▶ [Data listing]
[START]
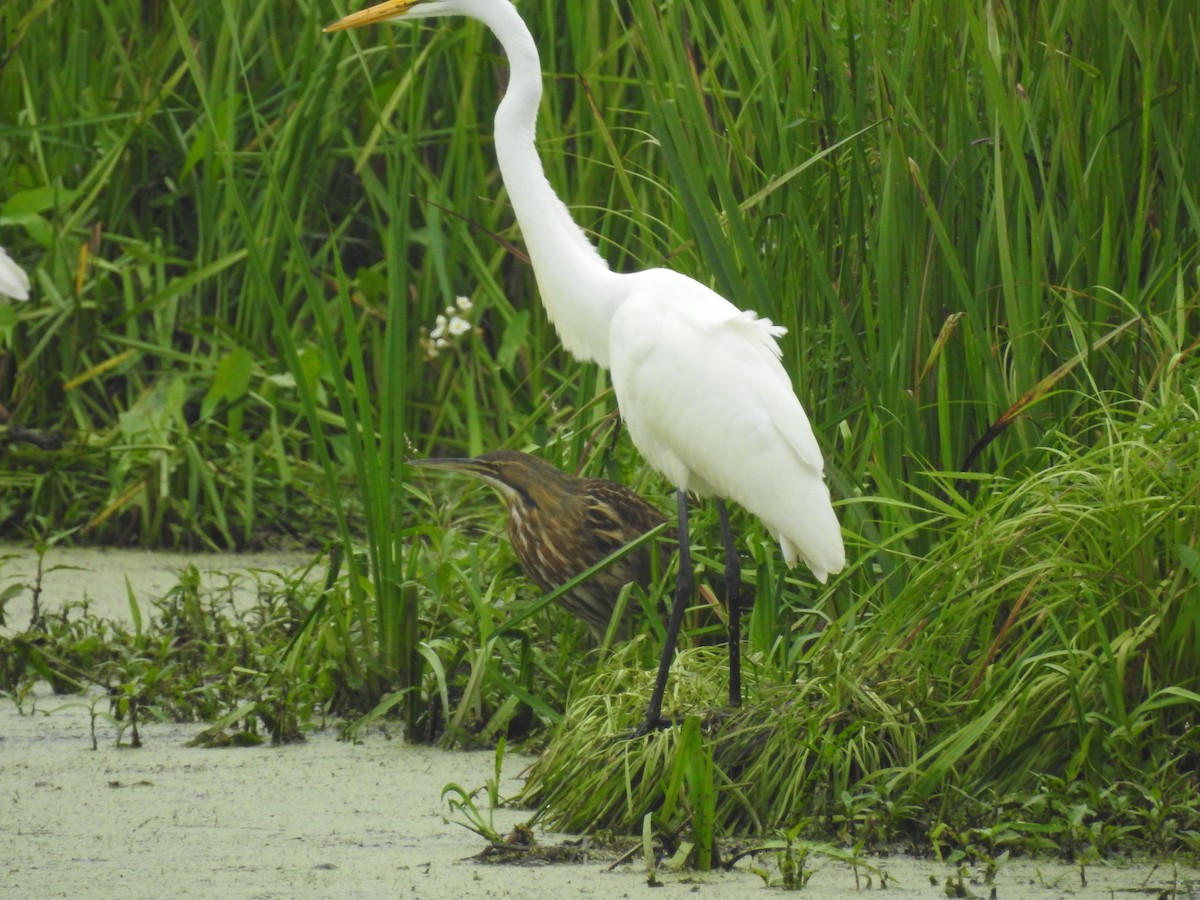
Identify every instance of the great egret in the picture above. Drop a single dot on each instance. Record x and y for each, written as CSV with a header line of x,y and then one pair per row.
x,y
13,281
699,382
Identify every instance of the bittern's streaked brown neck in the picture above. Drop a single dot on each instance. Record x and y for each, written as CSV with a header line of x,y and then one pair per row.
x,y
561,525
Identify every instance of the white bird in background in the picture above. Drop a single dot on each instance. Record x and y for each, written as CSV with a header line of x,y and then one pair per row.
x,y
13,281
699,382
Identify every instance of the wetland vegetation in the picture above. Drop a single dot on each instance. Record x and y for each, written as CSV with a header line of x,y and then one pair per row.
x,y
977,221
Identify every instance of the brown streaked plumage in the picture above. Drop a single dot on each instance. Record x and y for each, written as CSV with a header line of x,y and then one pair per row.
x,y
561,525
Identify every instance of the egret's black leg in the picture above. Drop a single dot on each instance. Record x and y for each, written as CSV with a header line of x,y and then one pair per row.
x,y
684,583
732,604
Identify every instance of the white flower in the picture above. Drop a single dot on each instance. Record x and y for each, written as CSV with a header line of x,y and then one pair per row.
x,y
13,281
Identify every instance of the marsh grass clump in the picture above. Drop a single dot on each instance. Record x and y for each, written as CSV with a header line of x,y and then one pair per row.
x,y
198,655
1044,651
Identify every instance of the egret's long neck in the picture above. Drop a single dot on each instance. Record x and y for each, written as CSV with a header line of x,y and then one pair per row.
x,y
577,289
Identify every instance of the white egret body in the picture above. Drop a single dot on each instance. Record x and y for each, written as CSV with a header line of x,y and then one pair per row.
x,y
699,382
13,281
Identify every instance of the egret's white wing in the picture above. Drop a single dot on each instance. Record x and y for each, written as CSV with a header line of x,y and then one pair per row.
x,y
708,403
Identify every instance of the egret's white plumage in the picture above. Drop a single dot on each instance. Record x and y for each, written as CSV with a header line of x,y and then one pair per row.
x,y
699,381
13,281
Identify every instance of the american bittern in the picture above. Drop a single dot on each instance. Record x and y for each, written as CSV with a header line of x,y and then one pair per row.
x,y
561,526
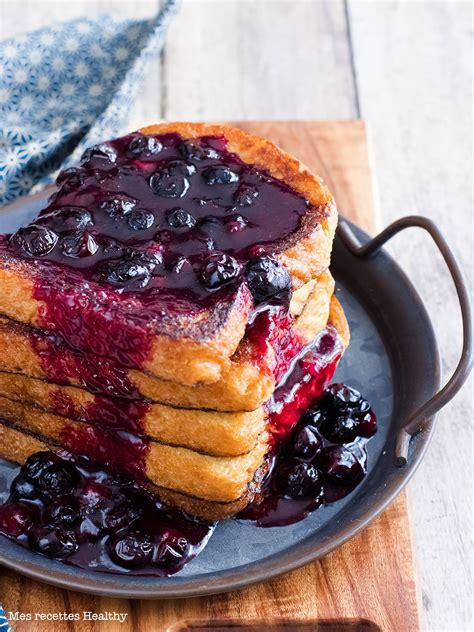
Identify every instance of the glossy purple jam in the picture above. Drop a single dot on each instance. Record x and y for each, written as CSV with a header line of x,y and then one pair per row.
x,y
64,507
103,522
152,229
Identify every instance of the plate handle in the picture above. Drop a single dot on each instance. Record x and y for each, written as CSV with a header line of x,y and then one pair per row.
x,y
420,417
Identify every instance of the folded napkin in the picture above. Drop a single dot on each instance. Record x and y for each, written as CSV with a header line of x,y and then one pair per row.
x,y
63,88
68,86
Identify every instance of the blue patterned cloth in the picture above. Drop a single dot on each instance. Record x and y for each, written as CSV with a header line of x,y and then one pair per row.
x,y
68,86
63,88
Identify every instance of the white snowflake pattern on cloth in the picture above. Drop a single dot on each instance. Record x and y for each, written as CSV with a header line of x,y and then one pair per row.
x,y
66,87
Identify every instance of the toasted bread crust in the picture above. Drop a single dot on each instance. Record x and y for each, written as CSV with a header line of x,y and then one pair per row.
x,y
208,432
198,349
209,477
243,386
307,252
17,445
[END]
▶ [Task directions] Reproduce the lines of the data listing from the line containing "Identify every instance of the egret's white plumage" through the end of the listing, inclusive. Omit the pictures from your copy.

▶ [Answer to this task]
Identify every instance of the egret's white plumage in the picture above. Drop a single dot on each instance. Record x and y for each, written as CSV with a header line of x,y and then one pair per row.
x,y
699,381
13,281
Identify every instance of the american bittern in the picture above. Drop a single dot on each instance. Record x and y for each, written as CSV with a header line of x,y and then one pair per row.
x,y
561,526
Identify every instance of the glossy purple jam in the picture above. Drop a single dot on each instance. Record x and y for each, written as CSV with a header line of x,y and then one pair per row.
x,y
64,507
103,522
152,229
Identify every instance of the plate handle in the picture above. Drop a single dot on each instance. Record x and y for each, written as CSV with a header line of x,y and then one pair per row.
x,y
420,417
Identify every instance of the folded napkin in the picture above. Drop a single dot on each instance. Record x and y for each, written as CSV with a header line of x,y and then one pair per row.
x,y
63,88
68,86
Identify every instance of the blue patterned cloth in the picture above. Drop a single dot on each instance. Record x and y for each, written as CSV with a header line of x,y and then one pair per row.
x,y
68,86
63,88
Identify every instance of the white snowflake pattern on cloth in the picture above. Drop a single dot on each instance. Record x and y for each, written as CSV with a header line of x,y and then one pair per row.
x,y
66,87
Identify every instance of the toasted bread crust in the picture above. Drop a single dot on each instance. Record x and y for each, written as CSV with a header line of x,y and then one pair per row.
x,y
208,432
198,349
209,477
243,386
307,252
17,445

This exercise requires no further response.